Directions. Your answer must consist of the lines running from the one that holds "Can you see the porch" to the end of the data, copied exactly.

Stored data entries:
++++++++++++++++++++

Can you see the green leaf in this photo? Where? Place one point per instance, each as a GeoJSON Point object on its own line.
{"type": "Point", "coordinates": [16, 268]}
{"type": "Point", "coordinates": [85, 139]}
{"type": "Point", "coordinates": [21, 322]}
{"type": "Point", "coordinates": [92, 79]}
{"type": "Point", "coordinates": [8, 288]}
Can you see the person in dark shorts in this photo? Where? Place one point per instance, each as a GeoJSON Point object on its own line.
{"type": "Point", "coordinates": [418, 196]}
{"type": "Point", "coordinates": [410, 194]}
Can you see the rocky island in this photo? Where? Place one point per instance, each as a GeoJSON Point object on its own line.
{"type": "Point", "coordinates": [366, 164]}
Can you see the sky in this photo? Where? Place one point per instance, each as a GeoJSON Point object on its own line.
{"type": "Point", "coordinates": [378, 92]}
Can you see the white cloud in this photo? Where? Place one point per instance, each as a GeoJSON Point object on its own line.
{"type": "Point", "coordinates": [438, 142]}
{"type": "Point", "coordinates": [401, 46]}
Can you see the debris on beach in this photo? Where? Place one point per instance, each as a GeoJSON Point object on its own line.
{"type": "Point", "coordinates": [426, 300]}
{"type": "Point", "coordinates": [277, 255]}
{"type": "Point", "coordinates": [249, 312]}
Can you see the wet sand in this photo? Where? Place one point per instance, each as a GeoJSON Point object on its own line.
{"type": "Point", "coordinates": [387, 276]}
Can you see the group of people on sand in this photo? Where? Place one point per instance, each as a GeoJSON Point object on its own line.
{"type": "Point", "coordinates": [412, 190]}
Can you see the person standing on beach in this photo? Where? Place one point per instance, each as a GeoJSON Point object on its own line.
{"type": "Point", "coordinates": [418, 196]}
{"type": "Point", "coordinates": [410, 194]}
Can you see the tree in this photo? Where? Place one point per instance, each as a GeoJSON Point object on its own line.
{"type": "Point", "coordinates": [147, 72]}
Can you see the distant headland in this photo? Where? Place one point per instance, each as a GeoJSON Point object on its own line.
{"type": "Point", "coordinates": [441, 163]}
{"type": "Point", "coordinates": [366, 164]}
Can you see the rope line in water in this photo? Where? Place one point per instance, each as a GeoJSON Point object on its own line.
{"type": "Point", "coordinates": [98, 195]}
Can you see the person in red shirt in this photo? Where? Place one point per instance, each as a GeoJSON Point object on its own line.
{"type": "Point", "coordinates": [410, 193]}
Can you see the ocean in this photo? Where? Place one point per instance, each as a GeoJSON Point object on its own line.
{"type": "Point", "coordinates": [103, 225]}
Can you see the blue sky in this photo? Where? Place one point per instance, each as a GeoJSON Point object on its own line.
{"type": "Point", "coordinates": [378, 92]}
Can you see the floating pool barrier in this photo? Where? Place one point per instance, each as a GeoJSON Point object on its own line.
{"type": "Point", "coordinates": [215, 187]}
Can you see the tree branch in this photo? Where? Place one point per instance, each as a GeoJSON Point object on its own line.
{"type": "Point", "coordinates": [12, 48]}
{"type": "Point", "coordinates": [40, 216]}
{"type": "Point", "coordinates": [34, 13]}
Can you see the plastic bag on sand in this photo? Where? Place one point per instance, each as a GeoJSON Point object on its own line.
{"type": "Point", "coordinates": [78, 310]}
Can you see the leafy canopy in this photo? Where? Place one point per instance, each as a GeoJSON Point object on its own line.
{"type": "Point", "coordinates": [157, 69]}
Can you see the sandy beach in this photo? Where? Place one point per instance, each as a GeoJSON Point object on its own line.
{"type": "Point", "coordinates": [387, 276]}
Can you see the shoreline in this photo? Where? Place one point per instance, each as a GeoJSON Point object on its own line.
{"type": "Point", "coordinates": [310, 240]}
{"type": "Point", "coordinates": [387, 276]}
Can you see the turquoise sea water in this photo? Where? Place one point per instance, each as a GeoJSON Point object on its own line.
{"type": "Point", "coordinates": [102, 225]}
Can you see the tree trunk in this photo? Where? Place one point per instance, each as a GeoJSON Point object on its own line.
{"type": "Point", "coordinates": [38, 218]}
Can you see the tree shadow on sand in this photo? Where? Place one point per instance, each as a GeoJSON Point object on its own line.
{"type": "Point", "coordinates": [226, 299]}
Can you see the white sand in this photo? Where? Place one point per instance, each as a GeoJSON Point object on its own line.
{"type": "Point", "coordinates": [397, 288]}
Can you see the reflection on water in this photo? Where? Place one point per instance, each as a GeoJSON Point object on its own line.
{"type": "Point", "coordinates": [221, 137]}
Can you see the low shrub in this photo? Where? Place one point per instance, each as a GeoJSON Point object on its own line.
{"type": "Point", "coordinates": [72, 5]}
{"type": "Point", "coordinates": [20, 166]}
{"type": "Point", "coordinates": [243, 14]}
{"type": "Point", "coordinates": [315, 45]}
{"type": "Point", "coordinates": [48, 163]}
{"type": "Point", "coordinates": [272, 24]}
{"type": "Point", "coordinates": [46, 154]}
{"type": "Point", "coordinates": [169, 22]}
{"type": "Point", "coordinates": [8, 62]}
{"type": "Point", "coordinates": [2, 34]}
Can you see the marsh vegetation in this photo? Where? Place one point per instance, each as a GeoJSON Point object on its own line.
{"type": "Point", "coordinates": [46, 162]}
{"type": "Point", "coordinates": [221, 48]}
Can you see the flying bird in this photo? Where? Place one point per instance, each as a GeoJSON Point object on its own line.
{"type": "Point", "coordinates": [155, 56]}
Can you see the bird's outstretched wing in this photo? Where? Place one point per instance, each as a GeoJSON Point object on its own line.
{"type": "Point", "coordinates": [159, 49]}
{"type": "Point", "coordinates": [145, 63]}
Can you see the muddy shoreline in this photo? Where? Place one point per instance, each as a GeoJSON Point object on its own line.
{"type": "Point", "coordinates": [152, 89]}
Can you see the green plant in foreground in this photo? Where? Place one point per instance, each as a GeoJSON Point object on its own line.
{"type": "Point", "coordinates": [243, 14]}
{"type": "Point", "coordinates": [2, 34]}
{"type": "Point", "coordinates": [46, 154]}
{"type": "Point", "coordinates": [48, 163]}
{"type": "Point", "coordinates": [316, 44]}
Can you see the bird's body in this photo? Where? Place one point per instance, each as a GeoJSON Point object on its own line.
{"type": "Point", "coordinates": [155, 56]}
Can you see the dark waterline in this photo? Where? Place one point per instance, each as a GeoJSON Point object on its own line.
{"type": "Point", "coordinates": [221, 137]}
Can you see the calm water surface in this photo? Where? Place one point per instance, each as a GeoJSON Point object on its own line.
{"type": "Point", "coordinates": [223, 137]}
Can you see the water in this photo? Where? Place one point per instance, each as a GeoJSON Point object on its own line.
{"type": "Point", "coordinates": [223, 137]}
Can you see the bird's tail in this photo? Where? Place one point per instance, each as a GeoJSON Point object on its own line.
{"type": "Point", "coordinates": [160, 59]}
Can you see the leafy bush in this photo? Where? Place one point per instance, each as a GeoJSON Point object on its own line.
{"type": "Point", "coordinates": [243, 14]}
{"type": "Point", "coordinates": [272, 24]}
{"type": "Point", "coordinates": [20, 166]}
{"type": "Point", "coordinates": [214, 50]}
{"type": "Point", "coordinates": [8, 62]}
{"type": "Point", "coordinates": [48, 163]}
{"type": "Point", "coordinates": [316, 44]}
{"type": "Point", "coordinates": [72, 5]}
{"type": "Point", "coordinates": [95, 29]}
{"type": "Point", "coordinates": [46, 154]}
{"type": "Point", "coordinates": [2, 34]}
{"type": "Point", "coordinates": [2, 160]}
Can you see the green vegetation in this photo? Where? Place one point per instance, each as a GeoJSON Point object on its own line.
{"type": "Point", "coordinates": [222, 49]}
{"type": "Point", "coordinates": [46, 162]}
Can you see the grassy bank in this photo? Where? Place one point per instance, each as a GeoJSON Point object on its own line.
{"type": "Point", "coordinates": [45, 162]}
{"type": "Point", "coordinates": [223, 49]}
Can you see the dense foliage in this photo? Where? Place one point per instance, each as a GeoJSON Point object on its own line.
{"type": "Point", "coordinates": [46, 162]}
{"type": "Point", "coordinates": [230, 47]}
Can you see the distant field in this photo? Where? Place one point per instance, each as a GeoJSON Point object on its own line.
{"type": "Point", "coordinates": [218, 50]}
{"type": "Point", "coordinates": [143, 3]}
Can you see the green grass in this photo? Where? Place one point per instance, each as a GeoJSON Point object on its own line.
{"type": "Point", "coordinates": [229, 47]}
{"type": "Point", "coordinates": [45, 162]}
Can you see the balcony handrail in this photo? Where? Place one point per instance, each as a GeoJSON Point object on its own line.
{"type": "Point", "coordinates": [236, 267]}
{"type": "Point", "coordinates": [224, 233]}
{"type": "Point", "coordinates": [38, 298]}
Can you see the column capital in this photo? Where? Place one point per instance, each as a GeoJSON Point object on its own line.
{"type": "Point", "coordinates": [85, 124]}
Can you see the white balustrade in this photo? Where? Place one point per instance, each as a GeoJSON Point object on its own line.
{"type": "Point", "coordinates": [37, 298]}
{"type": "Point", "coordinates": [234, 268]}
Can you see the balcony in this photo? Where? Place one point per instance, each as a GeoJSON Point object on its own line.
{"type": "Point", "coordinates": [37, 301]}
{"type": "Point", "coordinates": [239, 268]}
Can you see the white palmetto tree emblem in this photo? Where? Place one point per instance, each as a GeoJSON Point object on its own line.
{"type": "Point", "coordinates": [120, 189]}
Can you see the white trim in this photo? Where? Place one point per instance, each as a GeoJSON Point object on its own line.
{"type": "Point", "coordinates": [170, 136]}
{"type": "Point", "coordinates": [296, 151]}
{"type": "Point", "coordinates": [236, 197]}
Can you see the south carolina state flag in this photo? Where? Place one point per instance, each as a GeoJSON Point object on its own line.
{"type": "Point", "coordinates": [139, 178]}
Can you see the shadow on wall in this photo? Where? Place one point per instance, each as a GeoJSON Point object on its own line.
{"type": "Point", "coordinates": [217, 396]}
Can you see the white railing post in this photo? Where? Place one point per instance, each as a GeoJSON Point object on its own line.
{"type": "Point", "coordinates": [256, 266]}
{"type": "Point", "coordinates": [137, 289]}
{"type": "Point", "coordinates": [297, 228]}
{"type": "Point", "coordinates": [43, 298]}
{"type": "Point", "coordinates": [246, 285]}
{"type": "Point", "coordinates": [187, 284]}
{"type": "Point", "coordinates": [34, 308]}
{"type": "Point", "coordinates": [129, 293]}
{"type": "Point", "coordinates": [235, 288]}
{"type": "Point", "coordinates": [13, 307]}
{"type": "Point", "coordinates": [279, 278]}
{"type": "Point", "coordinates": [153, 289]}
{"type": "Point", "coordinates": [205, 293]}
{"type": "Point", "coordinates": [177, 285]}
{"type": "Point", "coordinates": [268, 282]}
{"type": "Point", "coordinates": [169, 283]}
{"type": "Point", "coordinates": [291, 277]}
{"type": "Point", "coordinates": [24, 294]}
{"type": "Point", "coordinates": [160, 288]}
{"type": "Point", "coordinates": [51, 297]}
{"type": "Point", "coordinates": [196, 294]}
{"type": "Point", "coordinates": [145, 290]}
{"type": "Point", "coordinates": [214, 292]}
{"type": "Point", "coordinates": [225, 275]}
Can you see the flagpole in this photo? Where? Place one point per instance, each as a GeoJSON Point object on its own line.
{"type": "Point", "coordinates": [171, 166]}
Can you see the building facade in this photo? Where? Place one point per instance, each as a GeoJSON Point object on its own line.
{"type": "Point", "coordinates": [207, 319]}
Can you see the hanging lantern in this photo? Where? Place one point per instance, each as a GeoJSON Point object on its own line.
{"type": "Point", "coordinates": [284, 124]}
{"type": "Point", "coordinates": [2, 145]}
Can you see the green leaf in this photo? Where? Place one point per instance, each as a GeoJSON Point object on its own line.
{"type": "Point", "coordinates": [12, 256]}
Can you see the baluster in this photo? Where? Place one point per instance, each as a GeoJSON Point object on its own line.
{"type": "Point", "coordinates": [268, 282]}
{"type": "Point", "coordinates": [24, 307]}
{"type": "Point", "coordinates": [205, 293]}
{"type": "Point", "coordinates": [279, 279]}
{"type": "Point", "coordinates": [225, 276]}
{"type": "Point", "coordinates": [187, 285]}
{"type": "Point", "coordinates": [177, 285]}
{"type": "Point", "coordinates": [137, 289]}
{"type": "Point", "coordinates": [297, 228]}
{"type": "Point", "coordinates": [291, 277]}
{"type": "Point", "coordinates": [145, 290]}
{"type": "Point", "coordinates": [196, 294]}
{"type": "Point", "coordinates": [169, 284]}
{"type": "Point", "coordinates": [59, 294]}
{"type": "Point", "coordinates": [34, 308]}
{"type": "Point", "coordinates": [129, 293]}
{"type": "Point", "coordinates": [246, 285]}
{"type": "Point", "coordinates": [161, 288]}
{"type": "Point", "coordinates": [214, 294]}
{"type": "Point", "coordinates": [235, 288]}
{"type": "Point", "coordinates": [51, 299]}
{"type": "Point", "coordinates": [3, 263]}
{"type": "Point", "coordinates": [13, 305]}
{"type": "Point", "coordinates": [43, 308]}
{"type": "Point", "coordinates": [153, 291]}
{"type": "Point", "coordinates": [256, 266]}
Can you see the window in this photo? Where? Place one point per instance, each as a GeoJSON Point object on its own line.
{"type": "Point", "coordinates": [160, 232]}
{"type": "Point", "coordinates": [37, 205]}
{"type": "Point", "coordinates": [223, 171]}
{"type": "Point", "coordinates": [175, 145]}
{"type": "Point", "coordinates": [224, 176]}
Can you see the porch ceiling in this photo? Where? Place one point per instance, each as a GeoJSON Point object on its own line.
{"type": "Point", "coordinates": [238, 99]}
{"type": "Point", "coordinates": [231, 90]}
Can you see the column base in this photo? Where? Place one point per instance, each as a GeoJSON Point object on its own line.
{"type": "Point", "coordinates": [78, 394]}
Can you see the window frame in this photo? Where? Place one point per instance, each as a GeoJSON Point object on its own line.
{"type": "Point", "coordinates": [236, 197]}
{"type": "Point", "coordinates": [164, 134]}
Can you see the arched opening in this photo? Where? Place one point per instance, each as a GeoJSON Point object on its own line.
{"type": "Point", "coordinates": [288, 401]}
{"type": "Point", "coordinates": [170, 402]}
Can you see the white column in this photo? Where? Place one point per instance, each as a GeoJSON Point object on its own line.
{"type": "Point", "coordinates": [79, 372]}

++++++++++++++++++++

Reply to the task.
Can you see the porch ceiling in this photo? Where? Place one point per instance, each as a GeoJSON Point object on its own line.
{"type": "Point", "coordinates": [238, 99]}
{"type": "Point", "coordinates": [231, 90]}
Can you see the column base in this photo? Where? Place one point per instance, each as a GeoJSON Point object on its own line.
{"type": "Point", "coordinates": [78, 394]}
Can you see the window frame in this photo? Where? Place one point per instance, each as a GeoJSON Point object on its own line.
{"type": "Point", "coordinates": [236, 197]}
{"type": "Point", "coordinates": [164, 134]}
Can you see the arched opening in this photo? Where? Place one point per instance, each as a GeoJSON Point object on its own line.
{"type": "Point", "coordinates": [288, 401]}
{"type": "Point", "coordinates": [170, 402]}
Can you see the white column in this photo? Where? Place one point per instance, each as a GeoJSON Point object on its own line.
{"type": "Point", "coordinates": [79, 372]}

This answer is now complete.